— start of Entries supplied —

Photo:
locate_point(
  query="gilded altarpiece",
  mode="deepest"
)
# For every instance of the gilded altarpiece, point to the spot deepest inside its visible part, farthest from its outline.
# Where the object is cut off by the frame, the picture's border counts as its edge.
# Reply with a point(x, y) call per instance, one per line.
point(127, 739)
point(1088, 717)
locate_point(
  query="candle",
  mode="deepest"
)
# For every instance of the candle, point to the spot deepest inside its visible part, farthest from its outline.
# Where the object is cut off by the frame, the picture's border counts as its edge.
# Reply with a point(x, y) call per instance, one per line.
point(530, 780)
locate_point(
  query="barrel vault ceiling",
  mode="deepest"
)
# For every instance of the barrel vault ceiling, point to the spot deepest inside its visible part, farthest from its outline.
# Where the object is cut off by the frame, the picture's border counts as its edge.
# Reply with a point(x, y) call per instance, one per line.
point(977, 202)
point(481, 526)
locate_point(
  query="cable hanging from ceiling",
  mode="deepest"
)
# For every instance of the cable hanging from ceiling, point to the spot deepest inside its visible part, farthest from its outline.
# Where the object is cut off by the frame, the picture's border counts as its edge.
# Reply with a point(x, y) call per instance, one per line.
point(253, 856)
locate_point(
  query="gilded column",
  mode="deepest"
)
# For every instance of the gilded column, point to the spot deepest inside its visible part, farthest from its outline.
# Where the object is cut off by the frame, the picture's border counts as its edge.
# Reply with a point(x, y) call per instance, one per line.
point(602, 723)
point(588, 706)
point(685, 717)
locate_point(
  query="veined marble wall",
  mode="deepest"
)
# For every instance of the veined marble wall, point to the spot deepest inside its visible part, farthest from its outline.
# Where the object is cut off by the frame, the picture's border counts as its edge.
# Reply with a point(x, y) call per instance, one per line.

— end of Entries supplied —

Rescale every line from the start of the entries through the line containing "point(1088, 717)", inclusive, and reproduce them all, requests included, multiplying each coordinate in the answers by 0.4 and rounding to whole numbers, with halves rounded up.

Correct result →
Photo:
locate_point(
  query="gilded altarpiece",
  mode="deepest"
)
# For every instance of the gilded altarpiece, point to the spot deepest inside its visible part, farthest from its outline.
# Where the object is cut off by the frame, the picture's border counts as its edge.
# Reply with a point(x, y) call per instance, one per line.
point(51, 296)
point(435, 287)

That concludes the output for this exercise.